Little House on the Prairie—With Meth

In his new book, Ted Conover moves to a remote valley in southern Colorado to experience 21st-century life off the grid.

A shack with mountains in the background
A home in Colorado's San Luis Valley (Courtesy of Ted Conover)

In the many decades that have passed since Laura Ingalls Wilder’s Little House on the Prairie books became the most widely read, most beloved account of the American frontier experience, a revisionist view has emerged, not just of what these days is called settler colonialism but of her father, Charles—that is, Pa, the fiddler with the twinkling eyes.

As portrayed by Wilder’s biographer Caroline Fraser, Charles Ingalls was a feckless man, if a loving father. He dragged his wife and daughters out of Wisconsin and “a comfortable, established home with plowed fields and a productive garden,” in Fraser’s words, and then from bad to worse: a house illegally built on Native American territory from which they are expelled; a farm in Minnesota prey to apocalyptic locust swarms; a hotel in Iowa next to a saloon, where a man tried to force his way into the young Wilder’s room; and finally the Dakota Territory. Scientists at the time had warned that the Great Plains were arid and infertile and sure to drive small farmers into bankruptcy, but the government, urged on by the railroads, lured people there anyway, giving away homesteads, unleashing land rushes, creating the conditions that laid waste to the prairie ecosystem. When Pa died in 1902, he had nothing to leave his widow and blind daughter but the house they lived in.

A century and some years later, Donald Trump wins the presidential election, and the journalist Ted Conover lights out for the territories—well, for southern Colorado, parts of which have indeed become a barren land. An earlier magazine assignment sent him to that part of the state to write about South Park, the real town of TV-show fame, “a place nearly devoid of people that was overlaid with dirt roads from a moribund 1970s subdivision.” After the election, Conover feels compelled to go back. He heads for a settlement not far from South Park in the San Luis Valley, sometimes called the flats, where a transient population lives in one-room shacks or trailers, many without plumbing, electricity, or internet. “The American firmament was shifting in ways I needed to understand,” he writes in his new book, Cheap Land Colorado: Off-Gridders at America’s Edge. “These empty, forgotten places seemed an important part of that.”

Dataset records:
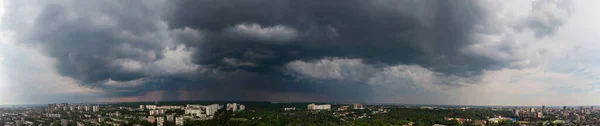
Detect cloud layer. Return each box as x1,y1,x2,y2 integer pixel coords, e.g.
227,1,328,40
0,0,587,103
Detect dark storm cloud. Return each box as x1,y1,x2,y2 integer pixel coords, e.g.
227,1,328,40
5,1,167,83
4,0,568,101
166,0,505,74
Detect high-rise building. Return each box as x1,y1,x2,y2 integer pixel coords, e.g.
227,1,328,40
352,104,364,109
175,117,185,126
238,105,246,111
147,116,156,123
307,104,331,110
542,105,546,112
92,105,100,112
156,117,165,126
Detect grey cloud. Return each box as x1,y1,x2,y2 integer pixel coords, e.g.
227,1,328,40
165,0,506,75
3,0,572,101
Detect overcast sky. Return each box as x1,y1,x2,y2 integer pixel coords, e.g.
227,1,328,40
0,0,600,105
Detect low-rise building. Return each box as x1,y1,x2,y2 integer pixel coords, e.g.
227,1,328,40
175,117,185,126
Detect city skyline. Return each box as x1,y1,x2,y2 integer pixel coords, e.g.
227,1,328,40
0,0,600,107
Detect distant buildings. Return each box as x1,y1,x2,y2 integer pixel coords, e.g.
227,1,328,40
308,104,331,110
226,103,237,112
226,103,246,112
92,105,100,112
156,117,165,126
239,105,246,111
147,116,156,123
46,113,61,118
150,109,167,115
338,106,350,111
146,105,156,110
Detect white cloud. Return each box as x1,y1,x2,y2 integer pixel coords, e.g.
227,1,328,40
111,59,144,72
286,58,377,81
104,78,147,87
223,57,257,66
225,24,298,44
149,45,201,75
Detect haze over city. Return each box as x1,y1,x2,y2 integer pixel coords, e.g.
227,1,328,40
0,0,600,106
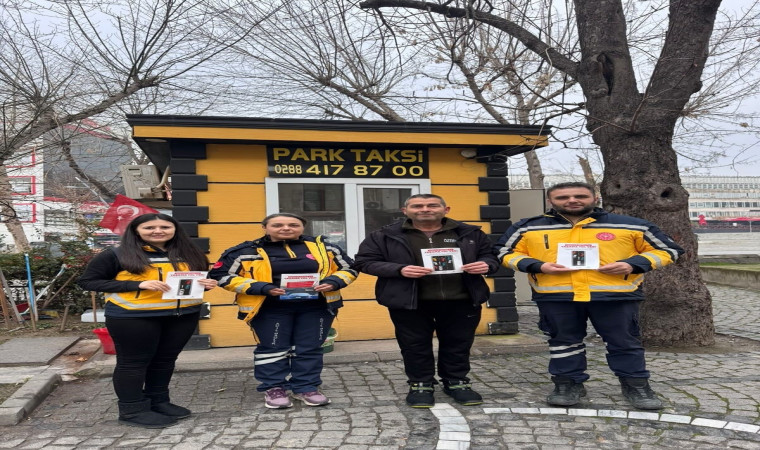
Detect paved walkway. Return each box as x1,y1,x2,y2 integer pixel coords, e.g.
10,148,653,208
0,287,760,450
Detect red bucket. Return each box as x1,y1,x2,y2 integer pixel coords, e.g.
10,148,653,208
92,328,116,355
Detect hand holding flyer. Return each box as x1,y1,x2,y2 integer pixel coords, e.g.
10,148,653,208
557,244,599,270
280,273,319,300
161,272,208,299
421,247,462,275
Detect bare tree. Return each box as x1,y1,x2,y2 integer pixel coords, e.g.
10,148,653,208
0,0,266,249
361,0,760,345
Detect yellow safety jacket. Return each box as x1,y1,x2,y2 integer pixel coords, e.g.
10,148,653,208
495,208,684,302
209,236,357,323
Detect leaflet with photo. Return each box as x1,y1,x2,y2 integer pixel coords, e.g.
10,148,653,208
421,247,462,275
557,244,599,270
161,272,208,298
280,273,319,300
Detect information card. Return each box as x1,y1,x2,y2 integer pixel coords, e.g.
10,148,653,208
280,273,319,300
161,272,208,298
557,244,599,270
421,247,462,275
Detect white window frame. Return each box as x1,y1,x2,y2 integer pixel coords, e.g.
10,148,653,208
264,177,431,256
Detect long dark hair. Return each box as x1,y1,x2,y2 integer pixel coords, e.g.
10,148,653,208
117,213,208,273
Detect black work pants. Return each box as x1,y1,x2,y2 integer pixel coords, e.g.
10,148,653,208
388,300,481,383
538,301,649,383
106,313,199,403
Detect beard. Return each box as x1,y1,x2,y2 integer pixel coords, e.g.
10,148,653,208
552,205,594,217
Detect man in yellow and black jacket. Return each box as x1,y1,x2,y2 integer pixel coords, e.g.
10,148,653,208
494,183,683,409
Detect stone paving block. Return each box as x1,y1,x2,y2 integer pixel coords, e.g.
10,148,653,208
660,414,691,423
691,417,726,428
724,422,760,433
597,409,628,419
628,411,660,421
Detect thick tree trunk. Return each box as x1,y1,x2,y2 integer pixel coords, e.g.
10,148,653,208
600,134,715,346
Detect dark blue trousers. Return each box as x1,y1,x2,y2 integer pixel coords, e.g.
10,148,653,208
388,300,481,383
251,301,334,394
537,301,649,382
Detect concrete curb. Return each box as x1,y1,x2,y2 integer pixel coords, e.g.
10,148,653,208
0,371,61,425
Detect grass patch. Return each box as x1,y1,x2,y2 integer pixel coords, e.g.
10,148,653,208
699,262,760,272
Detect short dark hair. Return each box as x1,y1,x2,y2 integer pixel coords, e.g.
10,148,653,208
261,213,309,226
117,213,208,273
546,181,596,198
404,194,446,207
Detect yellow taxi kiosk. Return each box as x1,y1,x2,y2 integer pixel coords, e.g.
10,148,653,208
127,115,549,347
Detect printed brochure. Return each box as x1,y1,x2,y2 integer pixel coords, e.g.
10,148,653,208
280,273,319,300
161,272,208,298
557,244,599,270
421,247,462,275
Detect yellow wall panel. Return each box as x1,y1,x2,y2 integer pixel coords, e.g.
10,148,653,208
198,183,266,223
195,144,267,183
340,273,377,300
432,185,488,223
428,148,486,185
198,305,254,347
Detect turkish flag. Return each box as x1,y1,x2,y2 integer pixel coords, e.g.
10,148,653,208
98,194,158,235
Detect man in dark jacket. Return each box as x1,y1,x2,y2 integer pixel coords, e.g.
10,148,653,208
353,194,499,408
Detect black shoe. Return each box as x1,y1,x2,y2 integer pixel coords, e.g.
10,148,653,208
443,381,483,406
546,377,586,406
406,382,435,408
119,399,177,428
620,378,662,409
150,402,191,419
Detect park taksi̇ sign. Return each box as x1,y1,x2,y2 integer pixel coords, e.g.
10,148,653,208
267,143,428,178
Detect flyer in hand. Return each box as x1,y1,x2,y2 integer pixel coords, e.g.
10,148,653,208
280,273,319,300
557,244,599,270
161,272,208,298
421,247,462,275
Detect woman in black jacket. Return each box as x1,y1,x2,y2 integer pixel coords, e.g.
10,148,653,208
78,213,217,428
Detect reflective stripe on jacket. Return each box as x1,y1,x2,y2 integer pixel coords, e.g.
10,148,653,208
494,208,684,302
209,236,357,323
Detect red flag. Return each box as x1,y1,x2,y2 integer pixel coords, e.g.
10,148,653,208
98,194,158,235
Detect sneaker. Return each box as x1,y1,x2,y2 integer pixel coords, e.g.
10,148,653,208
293,391,330,406
264,386,293,409
406,382,435,408
620,378,662,409
443,381,483,406
546,377,586,406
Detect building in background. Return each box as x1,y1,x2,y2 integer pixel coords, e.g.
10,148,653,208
509,175,760,231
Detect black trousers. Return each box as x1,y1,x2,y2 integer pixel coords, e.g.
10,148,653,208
538,301,649,383
106,313,199,403
388,300,481,383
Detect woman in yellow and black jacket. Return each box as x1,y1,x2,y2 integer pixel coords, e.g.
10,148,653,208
78,214,217,428
209,213,357,408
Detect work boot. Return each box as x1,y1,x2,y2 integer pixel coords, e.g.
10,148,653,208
443,380,483,406
620,377,662,409
145,391,191,419
406,381,435,408
546,377,586,406
119,399,177,428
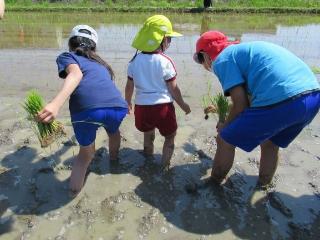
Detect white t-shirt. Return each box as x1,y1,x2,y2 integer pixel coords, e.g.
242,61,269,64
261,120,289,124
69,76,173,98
128,52,177,105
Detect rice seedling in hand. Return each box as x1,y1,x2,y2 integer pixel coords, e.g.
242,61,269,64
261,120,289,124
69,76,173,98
201,81,216,120
212,93,230,123
23,90,66,147
202,82,230,122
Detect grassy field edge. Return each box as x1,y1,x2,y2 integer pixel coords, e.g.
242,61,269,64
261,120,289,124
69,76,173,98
6,5,320,14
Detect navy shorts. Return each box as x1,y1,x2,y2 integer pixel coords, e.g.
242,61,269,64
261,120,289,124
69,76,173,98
71,107,128,146
220,91,320,152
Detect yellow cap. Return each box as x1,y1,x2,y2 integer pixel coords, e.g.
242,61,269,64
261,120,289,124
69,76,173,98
132,15,182,52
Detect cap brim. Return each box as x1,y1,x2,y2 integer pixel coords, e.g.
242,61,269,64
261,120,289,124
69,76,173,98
193,53,201,64
166,32,183,37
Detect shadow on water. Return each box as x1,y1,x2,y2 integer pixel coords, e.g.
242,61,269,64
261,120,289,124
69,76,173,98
104,144,320,239
0,144,320,239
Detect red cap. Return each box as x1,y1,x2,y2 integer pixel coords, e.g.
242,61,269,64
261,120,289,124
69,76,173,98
195,31,240,62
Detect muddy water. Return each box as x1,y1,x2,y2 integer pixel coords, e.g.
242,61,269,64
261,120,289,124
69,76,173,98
0,12,320,240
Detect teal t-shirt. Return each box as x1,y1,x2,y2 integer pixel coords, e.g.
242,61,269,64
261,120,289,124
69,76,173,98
212,41,320,107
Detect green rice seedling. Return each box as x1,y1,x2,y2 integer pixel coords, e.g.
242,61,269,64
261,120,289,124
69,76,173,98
212,93,230,122
202,81,230,122
201,81,215,120
22,90,66,147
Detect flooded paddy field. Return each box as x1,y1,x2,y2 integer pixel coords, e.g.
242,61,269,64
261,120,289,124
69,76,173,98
0,12,320,240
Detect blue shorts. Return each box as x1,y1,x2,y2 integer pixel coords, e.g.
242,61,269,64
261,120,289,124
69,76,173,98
71,107,128,146
220,91,320,152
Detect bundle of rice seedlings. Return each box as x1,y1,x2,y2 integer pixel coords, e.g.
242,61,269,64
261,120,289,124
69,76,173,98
201,81,216,120
23,90,66,147
212,93,230,122
202,82,230,122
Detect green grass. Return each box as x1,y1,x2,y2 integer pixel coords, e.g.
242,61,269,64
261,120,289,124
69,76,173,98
23,90,64,147
6,0,320,12
201,81,230,122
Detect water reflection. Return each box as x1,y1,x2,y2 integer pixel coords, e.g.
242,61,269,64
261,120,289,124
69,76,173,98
0,13,320,65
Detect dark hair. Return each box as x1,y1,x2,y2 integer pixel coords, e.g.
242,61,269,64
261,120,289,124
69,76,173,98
68,36,115,80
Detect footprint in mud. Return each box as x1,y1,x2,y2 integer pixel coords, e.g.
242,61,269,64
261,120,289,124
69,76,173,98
101,192,142,223
267,192,293,218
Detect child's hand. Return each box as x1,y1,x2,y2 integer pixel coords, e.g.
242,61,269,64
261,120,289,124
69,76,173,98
203,105,217,114
37,103,59,123
181,103,191,114
216,121,225,133
128,103,133,115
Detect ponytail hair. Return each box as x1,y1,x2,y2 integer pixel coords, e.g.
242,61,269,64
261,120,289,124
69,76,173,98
68,35,115,81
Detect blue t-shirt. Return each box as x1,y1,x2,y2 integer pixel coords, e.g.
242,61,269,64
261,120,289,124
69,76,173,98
212,41,320,107
57,52,128,114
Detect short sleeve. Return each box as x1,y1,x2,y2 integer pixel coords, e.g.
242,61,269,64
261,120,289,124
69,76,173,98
56,52,79,78
127,62,133,79
163,55,177,81
212,58,245,96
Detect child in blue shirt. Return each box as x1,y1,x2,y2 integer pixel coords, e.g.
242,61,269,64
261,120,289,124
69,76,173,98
194,31,320,185
38,25,128,192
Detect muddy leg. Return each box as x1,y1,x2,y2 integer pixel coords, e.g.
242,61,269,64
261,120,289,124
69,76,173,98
162,132,176,169
70,143,95,193
211,134,235,183
108,130,121,161
259,140,279,185
143,129,155,157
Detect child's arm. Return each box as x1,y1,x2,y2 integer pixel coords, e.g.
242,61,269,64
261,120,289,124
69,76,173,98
167,80,191,114
125,77,134,114
216,86,250,132
38,64,83,122
0,0,5,19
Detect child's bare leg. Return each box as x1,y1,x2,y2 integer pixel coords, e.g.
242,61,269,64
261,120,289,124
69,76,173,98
162,131,176,168
108,130,121,161
69,143,95,192
259,140,279,185
211,134,235,183
143,129,155,156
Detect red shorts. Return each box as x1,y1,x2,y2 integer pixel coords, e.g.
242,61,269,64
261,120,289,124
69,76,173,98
134,103,178,136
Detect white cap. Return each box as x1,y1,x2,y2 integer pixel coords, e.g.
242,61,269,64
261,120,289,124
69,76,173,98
69,25,98,44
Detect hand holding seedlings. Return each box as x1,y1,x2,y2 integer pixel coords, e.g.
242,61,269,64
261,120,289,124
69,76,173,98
23,90,66,147
37,103,59,123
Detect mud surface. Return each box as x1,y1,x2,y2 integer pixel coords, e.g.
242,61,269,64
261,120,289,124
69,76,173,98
0,12,320,240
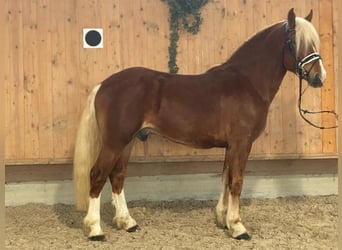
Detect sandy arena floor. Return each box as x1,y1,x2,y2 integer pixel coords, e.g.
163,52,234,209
5,196,338,250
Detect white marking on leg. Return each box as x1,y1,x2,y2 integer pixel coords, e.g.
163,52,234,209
83,194,103,237
112,189,137,230
226,192,247,238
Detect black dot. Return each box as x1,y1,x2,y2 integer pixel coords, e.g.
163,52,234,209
85,30,102,47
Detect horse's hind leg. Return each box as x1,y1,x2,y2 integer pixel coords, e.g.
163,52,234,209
216,149,229,228
109,140,139,232
83,147,119,240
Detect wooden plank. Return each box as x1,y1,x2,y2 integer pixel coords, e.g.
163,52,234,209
49,0,70,159
63,0,83,157
22,0,40,159
319,0,337,153
36,0,53,159
3,1,25,159
5,158,338,183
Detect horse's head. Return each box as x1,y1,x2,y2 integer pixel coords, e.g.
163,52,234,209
284,9,326,87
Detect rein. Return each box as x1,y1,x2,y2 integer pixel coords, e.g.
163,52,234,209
298,77,338,129
285,22,338,129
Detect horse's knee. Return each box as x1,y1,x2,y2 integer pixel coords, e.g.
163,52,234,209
90,167,107,198
229,177,243,195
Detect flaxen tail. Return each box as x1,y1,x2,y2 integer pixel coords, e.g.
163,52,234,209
73,85,102,210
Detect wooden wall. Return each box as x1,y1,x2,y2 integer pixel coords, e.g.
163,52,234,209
0,0,337,164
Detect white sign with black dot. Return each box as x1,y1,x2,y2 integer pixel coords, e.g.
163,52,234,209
83,28,103,49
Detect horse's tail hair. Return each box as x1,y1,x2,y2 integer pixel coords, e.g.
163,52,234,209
73,85,102,210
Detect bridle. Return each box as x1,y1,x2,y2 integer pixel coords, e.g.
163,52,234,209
285,22,338,129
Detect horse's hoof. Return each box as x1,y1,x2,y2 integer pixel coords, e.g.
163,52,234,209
126,225,140,233
88,234,106,241
235,233,251,240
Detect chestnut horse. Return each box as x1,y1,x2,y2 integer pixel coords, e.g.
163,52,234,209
74,9,326,240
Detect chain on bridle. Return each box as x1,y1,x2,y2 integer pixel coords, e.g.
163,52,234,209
285,22,338,129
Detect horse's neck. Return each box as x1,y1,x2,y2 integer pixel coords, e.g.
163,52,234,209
225,24,286,104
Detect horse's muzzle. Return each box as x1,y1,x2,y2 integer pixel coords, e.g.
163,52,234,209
307,74,323,88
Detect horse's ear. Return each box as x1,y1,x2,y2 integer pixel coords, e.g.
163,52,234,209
305,9,312,22
287,8,296,29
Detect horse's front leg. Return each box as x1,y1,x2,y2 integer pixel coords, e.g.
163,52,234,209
109,141,139,232
226,141,252,240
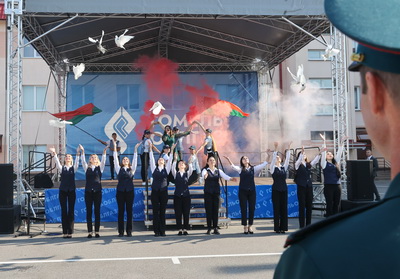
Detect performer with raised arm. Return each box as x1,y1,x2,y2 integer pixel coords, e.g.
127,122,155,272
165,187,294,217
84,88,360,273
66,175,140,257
150,142,172,236
79,145,108,238
98,133,121,180
114,142,142,237
171,144,193,235
140,130,161,185
50,146,80,238
193,120,218,160
201,156,236,235
269,142,292,233
224,151,269,234
320,134,347,217
294,146,321,228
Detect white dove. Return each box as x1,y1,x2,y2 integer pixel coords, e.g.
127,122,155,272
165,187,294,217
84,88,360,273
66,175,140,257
88,30,107,54
287,64,307,93
115,29,135,49
72,63,85,79
49,118,73,128
321,45,340,61
149,101,165,115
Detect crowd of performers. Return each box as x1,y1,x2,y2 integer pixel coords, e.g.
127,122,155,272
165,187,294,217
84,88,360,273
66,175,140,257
50,121,344,238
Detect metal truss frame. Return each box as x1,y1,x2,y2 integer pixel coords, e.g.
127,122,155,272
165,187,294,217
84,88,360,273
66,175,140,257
330,25,350,194
4,0,23,204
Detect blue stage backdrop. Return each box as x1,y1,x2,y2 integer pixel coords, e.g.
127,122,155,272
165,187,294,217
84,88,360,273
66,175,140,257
66,72,260,180
45,184,298,223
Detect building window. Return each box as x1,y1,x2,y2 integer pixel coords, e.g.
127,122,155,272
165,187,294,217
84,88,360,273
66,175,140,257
22,86,46,111
354,86,361,110
71,85,94,110
315,105,333,115
310,131,333,140
22,145,47,170
308,78,332,89
24,38,42,58
308,49,325,61
117,84,139,110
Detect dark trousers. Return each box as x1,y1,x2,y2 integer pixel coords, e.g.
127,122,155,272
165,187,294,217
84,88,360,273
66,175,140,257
151,190,168,234
324,184,342,217
117,190,135,234
85,191,103,232
272,190,288,232
372,177,381,200
108,156,121,179
58,190,76,234
174,196,192,230
297,185,313,228
239,189,256,226
204,192,219,229
140,152,150,182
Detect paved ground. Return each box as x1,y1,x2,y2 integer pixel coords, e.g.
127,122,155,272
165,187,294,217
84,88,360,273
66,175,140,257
0,181,388,278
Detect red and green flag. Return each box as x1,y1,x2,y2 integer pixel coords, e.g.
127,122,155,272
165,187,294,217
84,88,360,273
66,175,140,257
51,103,102,125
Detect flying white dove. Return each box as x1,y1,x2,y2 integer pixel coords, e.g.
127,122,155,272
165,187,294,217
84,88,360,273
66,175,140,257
287,64,307,93
49,118,73,128
72,63,85,79
88,30,107,54
115,29,135,49
149,101,165,115
321,45,340,61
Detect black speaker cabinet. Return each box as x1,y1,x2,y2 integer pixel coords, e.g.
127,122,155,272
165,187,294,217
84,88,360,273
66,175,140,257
347,160,374,201
0,164,14,208
0,205,21,234
34,173,54,188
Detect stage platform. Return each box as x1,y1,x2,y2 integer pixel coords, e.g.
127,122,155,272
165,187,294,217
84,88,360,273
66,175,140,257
45,177,298,223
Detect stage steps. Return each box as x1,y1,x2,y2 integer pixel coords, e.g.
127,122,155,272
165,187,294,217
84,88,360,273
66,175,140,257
143,186,231,229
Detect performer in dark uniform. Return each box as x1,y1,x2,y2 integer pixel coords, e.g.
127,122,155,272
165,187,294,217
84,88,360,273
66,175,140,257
50,147,80,238
294,146,321,228
201,156,236,235
269,142,291,233
224,154,269,234
320,135,346,217
150,145,172,236
171,143,193,235
274,0,400,279
365,149,381,201
113,140,141,237
79,145,108,238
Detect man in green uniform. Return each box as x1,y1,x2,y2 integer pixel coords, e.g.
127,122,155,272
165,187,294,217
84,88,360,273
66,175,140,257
274,0,400,279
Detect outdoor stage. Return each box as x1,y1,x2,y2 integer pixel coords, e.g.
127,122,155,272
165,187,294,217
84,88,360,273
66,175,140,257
45,177,298,223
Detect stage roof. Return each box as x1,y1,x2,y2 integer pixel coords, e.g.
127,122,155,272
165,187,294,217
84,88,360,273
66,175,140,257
23,0,329,72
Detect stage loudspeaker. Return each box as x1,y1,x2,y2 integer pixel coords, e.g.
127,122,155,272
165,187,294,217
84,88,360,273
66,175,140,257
34,173,54,188
0,164,14,208
346,160,374,201
0,205,21,234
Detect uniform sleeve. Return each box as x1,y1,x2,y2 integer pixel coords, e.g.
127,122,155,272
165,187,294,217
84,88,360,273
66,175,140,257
254,162,268,172
81,153,87,172
231,165,242,174
283,149,290,171
132,152,137,173
218,169,231,181
100,154,107,173
54,154,62,171
274,245,322,279
294,152,304,170
311,154,321,167
171,160,176,178
165,155,172,174
149,149,156,173
321,144,326,169
74,155,79,171
269,151,278,174
113,151,121,174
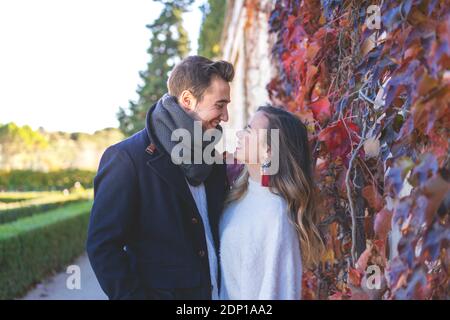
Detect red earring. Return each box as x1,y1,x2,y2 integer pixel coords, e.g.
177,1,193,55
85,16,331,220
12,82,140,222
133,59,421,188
261,163,270,187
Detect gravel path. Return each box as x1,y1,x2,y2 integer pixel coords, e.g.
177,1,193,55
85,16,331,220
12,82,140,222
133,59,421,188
22,254,107,300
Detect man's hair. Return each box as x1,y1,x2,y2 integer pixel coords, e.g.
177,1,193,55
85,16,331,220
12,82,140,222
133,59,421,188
167,56,234,101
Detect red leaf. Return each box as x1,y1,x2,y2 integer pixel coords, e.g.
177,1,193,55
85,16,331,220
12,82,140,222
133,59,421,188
309,97,331,121
318,120,359,159
374,209,392,240
348,267,361,287
362,184,383,211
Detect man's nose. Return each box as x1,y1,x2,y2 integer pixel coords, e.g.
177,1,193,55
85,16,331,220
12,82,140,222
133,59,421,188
220,107,228,122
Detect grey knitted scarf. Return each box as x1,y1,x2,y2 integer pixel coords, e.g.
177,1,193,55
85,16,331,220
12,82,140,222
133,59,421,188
150,93,222,186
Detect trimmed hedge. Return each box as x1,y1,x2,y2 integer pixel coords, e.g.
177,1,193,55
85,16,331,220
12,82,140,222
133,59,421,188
0,195,92,225
0,169,95,191
0,201,92,299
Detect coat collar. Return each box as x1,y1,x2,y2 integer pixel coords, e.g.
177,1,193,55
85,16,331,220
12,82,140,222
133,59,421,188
142,104,226,223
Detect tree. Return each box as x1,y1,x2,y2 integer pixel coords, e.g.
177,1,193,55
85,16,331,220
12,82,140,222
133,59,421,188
268,0,450,299
117,0,193,135
198,0,227,59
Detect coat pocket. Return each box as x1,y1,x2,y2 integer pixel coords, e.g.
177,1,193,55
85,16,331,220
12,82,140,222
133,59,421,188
139,263,201,289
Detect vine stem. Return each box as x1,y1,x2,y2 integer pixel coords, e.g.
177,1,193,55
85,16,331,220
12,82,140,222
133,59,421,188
344,121,367,266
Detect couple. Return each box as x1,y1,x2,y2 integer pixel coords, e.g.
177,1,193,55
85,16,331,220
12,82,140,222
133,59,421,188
87,56,322,300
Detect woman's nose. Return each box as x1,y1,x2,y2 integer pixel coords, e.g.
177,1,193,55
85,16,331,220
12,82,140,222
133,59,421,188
220,107,228,122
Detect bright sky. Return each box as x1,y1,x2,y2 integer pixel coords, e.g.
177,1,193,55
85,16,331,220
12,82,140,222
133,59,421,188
0,0,203,132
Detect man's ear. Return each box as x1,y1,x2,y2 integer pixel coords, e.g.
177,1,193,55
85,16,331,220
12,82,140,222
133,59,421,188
178,90,197,111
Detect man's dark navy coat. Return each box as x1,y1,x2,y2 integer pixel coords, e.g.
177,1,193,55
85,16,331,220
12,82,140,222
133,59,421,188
87,106,227,299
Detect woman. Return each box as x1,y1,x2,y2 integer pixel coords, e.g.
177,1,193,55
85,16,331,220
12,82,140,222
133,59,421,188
220,106,323,300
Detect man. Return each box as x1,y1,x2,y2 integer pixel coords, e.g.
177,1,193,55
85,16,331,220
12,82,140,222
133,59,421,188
87,56,234,299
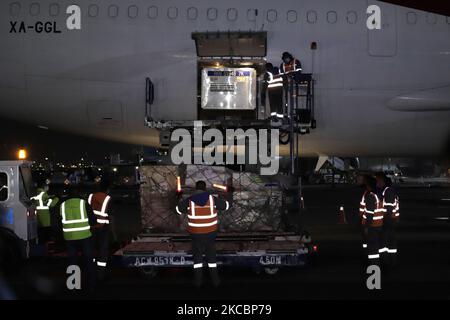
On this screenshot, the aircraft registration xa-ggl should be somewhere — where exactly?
[0,0,450,157]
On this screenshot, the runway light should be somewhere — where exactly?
[213,183,228,192]
[177,176,181,192]
[17,149,27,160]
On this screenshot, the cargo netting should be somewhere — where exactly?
[140,165,282,233]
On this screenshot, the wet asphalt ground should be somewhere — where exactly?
[6,186,450,300]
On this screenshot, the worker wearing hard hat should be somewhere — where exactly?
[280,51,302,73]
[60,186,96,290]
[176,181,230,287]
[376,173,400,267]
[264,63,283,122]
[88,179,111,280]
[31,179,59,244]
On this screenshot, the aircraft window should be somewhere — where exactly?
[306,10,317,23]
[187,7,198,20]
[48,3,59,17]
[30,2,41,16]
[206,8,218,20]
[108,5,119,18]
[227,8,238,21]
[147,6,158,19]
[9,2,22,16]
[286,10,298,23]
[327,11,337,24]
[266,9,278,22]
[406,12,417,24]
[0,172,8,202]
[167,7,178,20]
[128,5,139,19]
[247,9,258,22]
[347,11,358,24]
[88,4,99,18]
[427,13,437,25]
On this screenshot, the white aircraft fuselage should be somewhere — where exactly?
[0,0,450,157]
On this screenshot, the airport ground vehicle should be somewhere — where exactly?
[0,161,37,269]
[116,31,316,273]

Task objective: Does each statement agree with the book review above? Answer yes or no for each and quote the deciding words from the review. (a) Charles Ingalls died in 1902. (b) Conover's first trip to that part of Colorado came after the presidential election. (c) Fraser portrays Charles Ingalls as a loving father.

Expected answer:
(a) Yes: "When Pa died in 1902"
(b) No: "An earlier magazine assignment sent him to that part of the state"
(c) Yes: "Charles Ingalls was a feckless man, if a loving father"